**GIVEN REQUEST A**: Select each line in the entries below that contains the word "leaf", and copy those lines out.

**PAGE EXTRACT**:
Saturday, January 14, 2006

Faith, Reason, and Martin Luther King Day

Martin Luther King Day is an occassion for Christians to consider both the liberating and the nefarious effects of our faith. Martin Luther King's faith was an important asset in his struggle against racism. On the other hand, if religion had not justified and codified racism in the first place, we might have dislodged hatred earlier and more thoroughly.

It turns out that faith may be selfish or charitable. One is cheap. The other is costly. One is greedy. The other is giving. One is blind. The other is reasoned.

The hope of blessings and salvation is cheap faith. That faith is opium for the masses. Making us prisoners of greed, selfish faith manipulates us and suspends reason. Engaging suffering at personal risk, like the Good Samaritan, is costly faith demanding our commitment here and now. Compassionate faith embraces reason and sets us free. We do not become more Christ like in those experiences that make us feel good but in those that pain us. We do not find God in triumph but when we look into the face of our suffering neighbors and meet their needs.

The story of Job and Arthur Miller’s Death of a Salesman liberate modern human beings from the tyranny of individual success. And then there is the God, who, according to Martin Luther’s translation, was born in a manger among animals, became a refugee, hung out with prostitutes and corrupt officials, and entered paradise in the company of a murderer. He gave us the Sermon of the Mount, which is outdated with respect to sex but remains the best lesson about conflict and cooperation yet, best represented during the last century by leaders of the liberation struggles such as Mohandas Gandhi, Dietrich Bonhoeffer, Martin Luther King, and Václav Havel.

Modernity generated its own form of idolatry. Those who were arrogant enough to proclaim an end to suffering became the perpetrators of crimes against humanity. The fact that even our God was not beyond suffering reminds Christians that no amount of virtue can bring about heaven on earth.

**DATA FOR THIS TASK**:
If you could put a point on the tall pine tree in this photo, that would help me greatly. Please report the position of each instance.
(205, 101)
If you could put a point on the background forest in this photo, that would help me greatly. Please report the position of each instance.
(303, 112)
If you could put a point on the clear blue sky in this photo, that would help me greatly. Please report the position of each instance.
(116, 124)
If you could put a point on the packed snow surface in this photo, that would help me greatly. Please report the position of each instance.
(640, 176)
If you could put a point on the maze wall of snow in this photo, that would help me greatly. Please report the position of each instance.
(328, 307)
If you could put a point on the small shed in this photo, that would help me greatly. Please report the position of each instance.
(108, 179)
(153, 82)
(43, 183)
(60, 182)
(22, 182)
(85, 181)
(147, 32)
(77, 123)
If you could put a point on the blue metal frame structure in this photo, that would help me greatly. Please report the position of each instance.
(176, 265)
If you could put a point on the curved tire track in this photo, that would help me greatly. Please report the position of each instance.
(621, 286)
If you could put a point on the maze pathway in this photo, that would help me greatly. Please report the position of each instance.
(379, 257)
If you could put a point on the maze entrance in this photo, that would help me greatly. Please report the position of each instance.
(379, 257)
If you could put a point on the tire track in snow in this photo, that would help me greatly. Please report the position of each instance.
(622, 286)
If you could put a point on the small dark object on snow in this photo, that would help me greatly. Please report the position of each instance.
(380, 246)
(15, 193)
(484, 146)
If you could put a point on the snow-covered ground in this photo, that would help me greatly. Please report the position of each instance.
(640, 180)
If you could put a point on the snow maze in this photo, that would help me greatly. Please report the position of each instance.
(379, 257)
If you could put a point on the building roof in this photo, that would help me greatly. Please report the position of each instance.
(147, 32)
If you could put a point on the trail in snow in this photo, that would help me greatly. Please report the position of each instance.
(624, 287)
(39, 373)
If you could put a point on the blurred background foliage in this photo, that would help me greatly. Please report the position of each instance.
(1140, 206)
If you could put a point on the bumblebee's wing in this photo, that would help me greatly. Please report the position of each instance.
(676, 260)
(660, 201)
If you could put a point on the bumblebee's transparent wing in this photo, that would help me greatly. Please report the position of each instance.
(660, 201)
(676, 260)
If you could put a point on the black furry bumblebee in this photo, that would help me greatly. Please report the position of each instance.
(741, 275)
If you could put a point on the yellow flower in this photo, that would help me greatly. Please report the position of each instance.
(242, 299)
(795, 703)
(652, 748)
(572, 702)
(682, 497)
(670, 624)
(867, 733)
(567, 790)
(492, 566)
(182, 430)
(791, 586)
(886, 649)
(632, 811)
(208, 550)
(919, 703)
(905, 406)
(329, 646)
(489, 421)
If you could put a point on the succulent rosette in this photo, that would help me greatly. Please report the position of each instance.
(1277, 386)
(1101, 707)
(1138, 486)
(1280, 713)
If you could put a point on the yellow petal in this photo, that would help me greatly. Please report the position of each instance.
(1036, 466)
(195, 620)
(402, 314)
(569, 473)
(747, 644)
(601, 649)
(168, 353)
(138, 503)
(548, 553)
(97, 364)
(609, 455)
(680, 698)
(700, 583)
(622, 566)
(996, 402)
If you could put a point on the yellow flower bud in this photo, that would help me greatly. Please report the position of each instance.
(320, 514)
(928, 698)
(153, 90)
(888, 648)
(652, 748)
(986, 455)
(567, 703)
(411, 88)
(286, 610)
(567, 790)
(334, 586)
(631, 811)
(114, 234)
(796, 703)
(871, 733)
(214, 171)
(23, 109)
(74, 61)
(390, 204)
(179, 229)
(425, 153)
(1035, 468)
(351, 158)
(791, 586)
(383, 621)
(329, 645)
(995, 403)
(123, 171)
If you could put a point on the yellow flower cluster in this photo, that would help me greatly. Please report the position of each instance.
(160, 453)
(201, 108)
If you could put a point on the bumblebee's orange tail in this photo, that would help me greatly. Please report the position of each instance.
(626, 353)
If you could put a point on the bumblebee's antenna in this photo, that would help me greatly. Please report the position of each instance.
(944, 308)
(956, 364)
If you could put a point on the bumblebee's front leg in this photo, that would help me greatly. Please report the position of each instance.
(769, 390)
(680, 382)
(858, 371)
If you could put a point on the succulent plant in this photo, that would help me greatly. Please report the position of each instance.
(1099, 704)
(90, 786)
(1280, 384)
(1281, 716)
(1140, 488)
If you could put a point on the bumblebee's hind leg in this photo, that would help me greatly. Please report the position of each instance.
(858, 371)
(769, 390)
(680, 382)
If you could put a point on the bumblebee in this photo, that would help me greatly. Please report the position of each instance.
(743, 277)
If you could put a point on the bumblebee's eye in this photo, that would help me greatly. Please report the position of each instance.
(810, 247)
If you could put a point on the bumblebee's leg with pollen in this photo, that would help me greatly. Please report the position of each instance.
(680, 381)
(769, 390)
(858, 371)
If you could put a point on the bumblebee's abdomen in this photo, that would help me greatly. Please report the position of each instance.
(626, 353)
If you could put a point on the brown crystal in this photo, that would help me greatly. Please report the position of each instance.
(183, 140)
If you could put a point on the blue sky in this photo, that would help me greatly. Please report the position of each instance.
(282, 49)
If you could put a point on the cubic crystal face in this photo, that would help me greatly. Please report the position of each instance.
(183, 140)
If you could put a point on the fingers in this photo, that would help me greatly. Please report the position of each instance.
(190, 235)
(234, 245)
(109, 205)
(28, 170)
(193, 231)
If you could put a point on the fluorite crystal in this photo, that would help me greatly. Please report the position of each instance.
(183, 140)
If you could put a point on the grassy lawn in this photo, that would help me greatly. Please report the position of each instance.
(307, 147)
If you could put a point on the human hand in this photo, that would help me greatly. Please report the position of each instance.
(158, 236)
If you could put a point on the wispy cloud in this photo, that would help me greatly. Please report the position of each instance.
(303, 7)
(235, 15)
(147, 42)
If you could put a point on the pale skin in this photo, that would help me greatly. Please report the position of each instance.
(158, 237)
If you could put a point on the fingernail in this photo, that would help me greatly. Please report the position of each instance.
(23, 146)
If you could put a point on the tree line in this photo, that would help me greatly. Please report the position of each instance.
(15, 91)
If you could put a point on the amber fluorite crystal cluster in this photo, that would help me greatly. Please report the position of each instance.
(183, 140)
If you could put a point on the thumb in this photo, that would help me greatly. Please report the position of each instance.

* * *

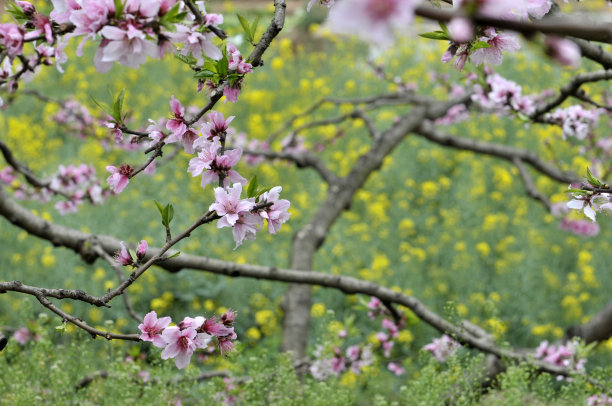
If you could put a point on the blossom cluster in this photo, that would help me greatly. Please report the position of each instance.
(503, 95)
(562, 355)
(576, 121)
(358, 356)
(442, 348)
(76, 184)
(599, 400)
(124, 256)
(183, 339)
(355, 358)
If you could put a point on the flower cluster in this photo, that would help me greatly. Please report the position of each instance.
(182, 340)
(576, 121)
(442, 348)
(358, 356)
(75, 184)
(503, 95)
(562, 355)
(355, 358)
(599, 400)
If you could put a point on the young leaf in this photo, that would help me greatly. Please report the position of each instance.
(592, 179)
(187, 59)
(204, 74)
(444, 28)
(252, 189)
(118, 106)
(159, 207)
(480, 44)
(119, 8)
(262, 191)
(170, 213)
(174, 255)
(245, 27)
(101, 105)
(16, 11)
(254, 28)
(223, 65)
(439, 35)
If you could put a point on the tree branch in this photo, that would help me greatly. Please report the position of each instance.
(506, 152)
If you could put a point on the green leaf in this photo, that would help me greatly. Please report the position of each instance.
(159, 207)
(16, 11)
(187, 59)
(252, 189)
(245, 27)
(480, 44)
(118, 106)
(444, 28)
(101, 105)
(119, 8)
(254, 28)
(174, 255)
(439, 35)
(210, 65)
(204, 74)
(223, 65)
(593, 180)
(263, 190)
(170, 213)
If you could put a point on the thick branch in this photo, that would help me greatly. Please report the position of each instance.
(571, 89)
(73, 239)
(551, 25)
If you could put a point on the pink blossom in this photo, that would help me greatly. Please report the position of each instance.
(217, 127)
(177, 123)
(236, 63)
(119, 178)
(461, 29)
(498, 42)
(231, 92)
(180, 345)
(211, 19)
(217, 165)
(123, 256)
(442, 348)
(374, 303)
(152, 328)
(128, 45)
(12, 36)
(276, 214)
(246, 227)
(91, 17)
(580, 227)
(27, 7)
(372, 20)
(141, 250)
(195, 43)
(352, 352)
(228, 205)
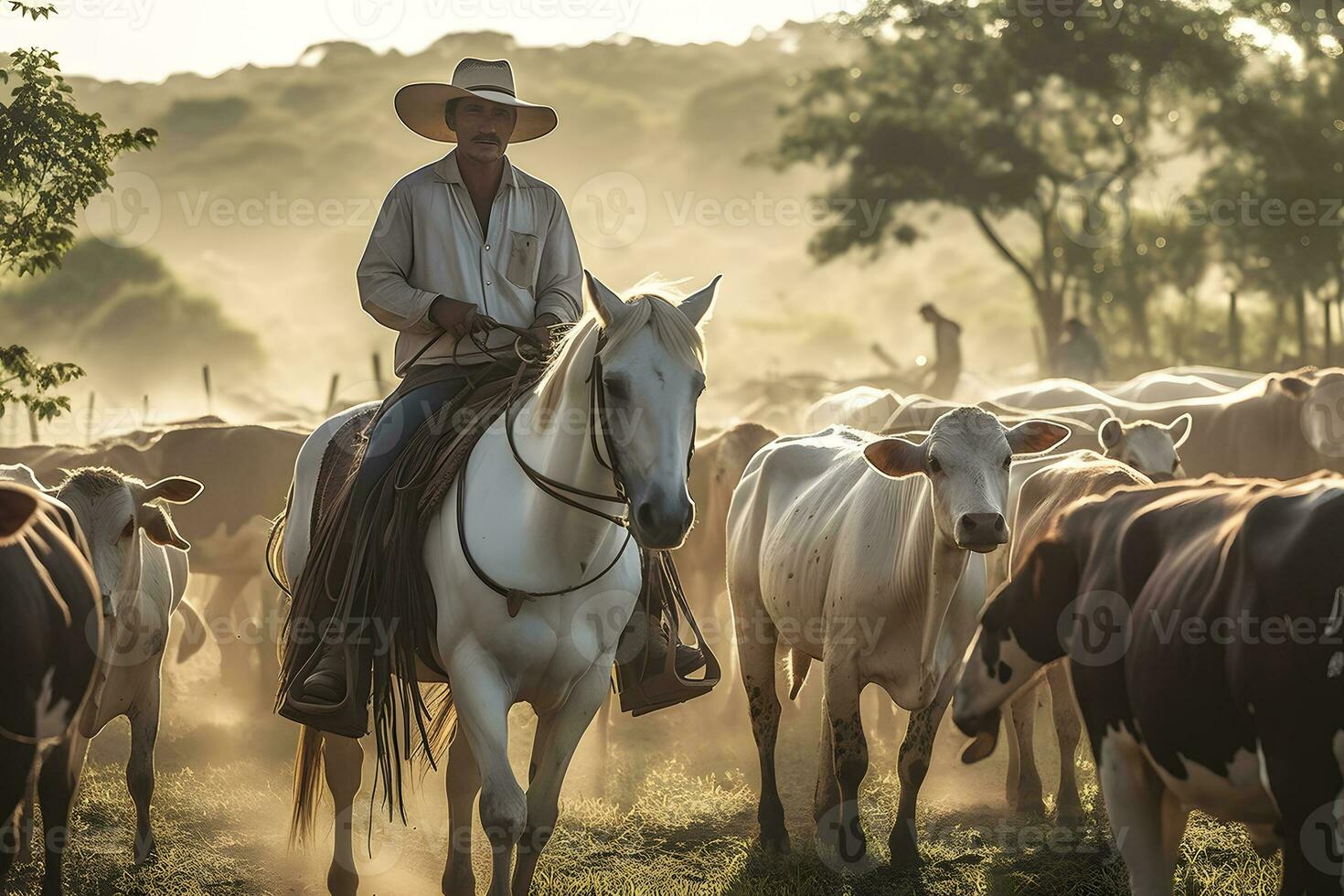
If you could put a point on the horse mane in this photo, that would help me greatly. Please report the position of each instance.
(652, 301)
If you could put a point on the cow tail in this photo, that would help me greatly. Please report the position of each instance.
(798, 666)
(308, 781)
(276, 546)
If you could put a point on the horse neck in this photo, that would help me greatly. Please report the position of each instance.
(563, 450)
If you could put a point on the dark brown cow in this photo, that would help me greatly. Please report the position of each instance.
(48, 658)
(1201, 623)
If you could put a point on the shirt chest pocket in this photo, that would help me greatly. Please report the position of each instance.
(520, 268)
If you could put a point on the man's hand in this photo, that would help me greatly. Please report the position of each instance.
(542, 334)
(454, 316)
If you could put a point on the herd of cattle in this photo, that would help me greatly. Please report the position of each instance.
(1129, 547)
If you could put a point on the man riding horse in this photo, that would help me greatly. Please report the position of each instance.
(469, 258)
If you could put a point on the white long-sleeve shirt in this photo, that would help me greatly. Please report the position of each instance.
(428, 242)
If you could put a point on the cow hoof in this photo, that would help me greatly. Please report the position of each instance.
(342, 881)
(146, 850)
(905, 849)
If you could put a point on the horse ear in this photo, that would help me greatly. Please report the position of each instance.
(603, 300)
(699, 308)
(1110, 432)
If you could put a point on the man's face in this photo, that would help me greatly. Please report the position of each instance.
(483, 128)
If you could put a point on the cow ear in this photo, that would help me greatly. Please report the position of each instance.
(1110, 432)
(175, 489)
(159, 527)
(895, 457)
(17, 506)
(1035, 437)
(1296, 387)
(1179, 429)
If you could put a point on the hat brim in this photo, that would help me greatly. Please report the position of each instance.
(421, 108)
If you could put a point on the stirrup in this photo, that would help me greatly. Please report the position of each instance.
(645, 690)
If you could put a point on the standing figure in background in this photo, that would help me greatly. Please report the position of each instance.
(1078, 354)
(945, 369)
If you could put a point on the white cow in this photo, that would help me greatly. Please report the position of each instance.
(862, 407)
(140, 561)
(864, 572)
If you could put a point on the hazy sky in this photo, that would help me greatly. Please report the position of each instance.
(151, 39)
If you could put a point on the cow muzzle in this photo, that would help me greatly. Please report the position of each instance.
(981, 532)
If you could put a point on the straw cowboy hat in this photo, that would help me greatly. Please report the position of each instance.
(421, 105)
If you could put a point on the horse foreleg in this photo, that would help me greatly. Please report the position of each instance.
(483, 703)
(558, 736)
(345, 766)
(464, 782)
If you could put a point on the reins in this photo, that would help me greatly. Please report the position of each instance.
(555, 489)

**GIVEN REQUEST B**: Change "nefarious" to "harmful" in the post on Martin Luther King Day above, and give its text from "Saturday, January 14, 2006" up to and including "and more thoroughly.".

**FULL RESPONSE A**:
If you could put a point on the young leaf in this photo, that would help me greatly. Please report the position of each instance.
If you could put a point on the green leaf in this photo, that would help me greatly. Please report the position of each instance.

**FULL RESPONSE B**:
Saturday, January 14, 2006

Faith, Reason, and Martin Luther King Day

Martin Luther King Day is an occassion for Christians to consider both the liberating and the harmful effects of our faith. Martin Luther King's faith was an important asset in his struggle against racism. On the other hand, if religion had not justified and codified racism in the first place, we might have dislodged hatred earlier and more thoroughly.